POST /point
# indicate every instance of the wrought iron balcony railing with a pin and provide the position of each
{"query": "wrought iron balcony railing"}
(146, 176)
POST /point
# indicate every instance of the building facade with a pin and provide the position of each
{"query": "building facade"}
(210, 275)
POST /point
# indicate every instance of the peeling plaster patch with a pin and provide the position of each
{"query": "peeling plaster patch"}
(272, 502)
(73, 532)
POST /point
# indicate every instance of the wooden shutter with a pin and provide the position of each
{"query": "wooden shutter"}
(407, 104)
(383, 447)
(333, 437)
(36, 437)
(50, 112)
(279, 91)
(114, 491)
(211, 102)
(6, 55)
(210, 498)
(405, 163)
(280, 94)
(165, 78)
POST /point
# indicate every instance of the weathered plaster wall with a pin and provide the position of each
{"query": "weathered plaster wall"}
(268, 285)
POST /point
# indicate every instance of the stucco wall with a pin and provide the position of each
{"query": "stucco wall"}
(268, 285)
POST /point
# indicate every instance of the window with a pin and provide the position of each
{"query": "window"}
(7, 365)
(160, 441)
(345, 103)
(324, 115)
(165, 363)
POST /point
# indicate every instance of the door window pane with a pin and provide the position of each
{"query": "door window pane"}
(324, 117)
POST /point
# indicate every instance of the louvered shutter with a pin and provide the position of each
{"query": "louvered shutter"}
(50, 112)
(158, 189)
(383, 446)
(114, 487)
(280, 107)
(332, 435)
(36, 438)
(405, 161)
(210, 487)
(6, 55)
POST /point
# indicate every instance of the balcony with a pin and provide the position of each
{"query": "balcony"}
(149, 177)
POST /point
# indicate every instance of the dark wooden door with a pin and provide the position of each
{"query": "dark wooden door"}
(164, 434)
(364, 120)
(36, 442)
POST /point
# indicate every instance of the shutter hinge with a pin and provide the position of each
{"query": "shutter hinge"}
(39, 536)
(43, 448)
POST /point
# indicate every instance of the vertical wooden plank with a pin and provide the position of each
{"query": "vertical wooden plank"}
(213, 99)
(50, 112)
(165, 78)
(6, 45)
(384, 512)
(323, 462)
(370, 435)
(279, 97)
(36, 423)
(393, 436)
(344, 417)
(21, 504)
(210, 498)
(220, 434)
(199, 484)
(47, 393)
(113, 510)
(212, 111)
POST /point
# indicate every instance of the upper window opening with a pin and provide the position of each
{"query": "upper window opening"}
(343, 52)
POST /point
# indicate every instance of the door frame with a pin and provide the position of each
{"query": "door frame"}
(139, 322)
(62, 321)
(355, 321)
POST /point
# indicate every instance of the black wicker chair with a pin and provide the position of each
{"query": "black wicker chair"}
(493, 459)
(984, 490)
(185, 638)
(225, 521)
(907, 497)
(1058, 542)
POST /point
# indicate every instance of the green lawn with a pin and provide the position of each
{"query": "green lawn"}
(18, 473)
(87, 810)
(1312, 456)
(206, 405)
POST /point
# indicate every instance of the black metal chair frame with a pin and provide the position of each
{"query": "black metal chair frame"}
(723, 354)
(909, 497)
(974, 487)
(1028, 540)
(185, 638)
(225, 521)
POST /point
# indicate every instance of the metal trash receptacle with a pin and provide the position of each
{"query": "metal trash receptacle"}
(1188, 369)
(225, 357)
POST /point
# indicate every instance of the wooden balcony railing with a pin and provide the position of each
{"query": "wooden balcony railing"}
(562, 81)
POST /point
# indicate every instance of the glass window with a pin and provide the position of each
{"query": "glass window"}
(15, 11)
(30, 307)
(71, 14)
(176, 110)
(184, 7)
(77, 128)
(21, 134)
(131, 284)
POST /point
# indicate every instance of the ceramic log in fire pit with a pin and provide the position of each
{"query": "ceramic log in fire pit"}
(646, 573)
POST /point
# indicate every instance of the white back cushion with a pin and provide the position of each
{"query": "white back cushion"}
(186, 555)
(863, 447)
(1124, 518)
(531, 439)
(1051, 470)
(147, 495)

#####

§ Exercise brief
Copy the records exactly.

§ Task solution
POST /point
# indicate every instance of the wrought iron balcony railing with a pin and provide the position of each
{"query": "wrought iron balcony railing"}
(146, 176)
POST /point
# indicate every instance of the building facade with a pin and provide the position of each
{"query": "building facade"}
(210, 275)
POST /point
# indicate every instance of the peeling plaster patch with a pin and provide the position of each
{"query": "peeling plaster patch"}
(272, 502)
(73, 532)
POST /point
# indicate every instance of the wooden shutter with a pin and provide the position of each
{"query": "wooden shutter"}
(407, 104)
(383, 447)
(333, 437)
(36, 437)
(50, 112)
(279, 91)
(114, 491)
(211, 102)
(6, 55)
(210, 498)
(405, 163)
(280, 94)
(165, 78)
POST /point
# indicate every instance of the weathered plaster wall with a pin and provide the position of each
{"query": "weathered plaster wall"}
(268, 285)
POST /point
# indicate every instance of the stucco wall with a pin and provide the position of each
{"query": "stucco wall"}
(268, 285)
POST /point
# indicate every instance of the window with a pin and provide the position of each
{"query": "window"}
(7, 365)
(160, 441)
(345, 103)
(324, 115)
(165, 363)
POST /point
# indicate every instance of the door window pane with a pin and provide the position of each
{"query": "door window pane"}
(324, 117)
POST /point
# indicate every instance of the louvered shutter with a pin and provide the position of each
{"query": "louvered shutter"}
(50, 112)
(158, 189)
(383, 446)
(114, 487)
(280, 107)
(332, 435)
(36, 438)
(405, 161)
(210, 487)
(6, 55)
POST /point
# indicate every instance of the balcony with a pin and provide the position of each
{"query": "balcony"}
(149, 177)
POST /point
# indicate every instance of the dark wooden door with a pin and provide the position of each
{"query": "dark wooden door"}
(164, 434)
(364, 120)
(36, 442)
POST /point
# indicate every instance of the shutter hinge with a pin and provide the position of each
{"query": "shutter hinge"}
(39, 536)
(43, 448)
POST /point
# indicate every instance of the vertical wooden plank with a pin and provide the position of each
{"query": "vertical wooden plank"}
(213, 99)
(50, 112)
(165, 78)
(6, 45)
(384, 512)
(323, 462)
(370, 435)
(279, 97)
(36, 423)
(393, 436)
(344, 417)
(21, 504)
(210, 498)
(220, 434)
(199, 484)
(47, 393)
(113, 510)
(212, 111)
POST /point
# indicate every instance of the upper window opening with a pin and provide the position of each
{"query": "upper window opening"}
(343, 52)
POST /point
# indicate every instance of the door frame with a pin and provide the position of each
{"query": "door frame"}
(139, 322)
(62, 321)
(355, 321)
POST /point
# indicate every instance of the black wicker chair with a pin and provide the position of each
{"query": "black wicker chair"}
(493, 459)
(984, 490)
(185, 638)
(225, 521)
(907, 497)
(1058, 542)
POST /point
# indicate every instance of the green lawn with a pin and provide the position of each
{"query": "green lawn"}
(18, 473)
(87, 810)
(1312, 456)
(206, 405)
POST /point
# indicate every instance of the black metal chair frame with a pin and provide the position of each
{"query": "black metal chair frame"}
(723, 354)
(909, 497)
(974, 487)
(1028, 540)
(185, 638)
(225, 521)
POST /point
# indicate every instance of the metal trash receptacle with a pin and provide the position of each
{"query": "metal trash receptacle"}
(1188, 369)
(225, 357)
POST /point
# indicate every instance of the wooden balcony railing with a pin and provide the position of each
{"query": "wooden balcony railing"}
(562, 81)
POST /point
# indicate every instance of the glass window with a pin and provide the position of each
{"query": "glass window"}
(15, 11)
(30, 307)
(71, 14)
(176, 110)
(184, 7)
(77, 128)
(21, 134)
(131, 284)
POST /point
# indicate every instance of the ceramic log in fire pit with a pin and provide the position of each
{"query": "ceramic log in fire pit"}
(646, 573)
POST /point
# indicate every instance of the white back cushion with a pin and provide the position of each
{"query": "white back cushion"}
(186, 555)
(863, 447)
(1124, 518)
(531, 439)
(1051, 470)
(147, 495)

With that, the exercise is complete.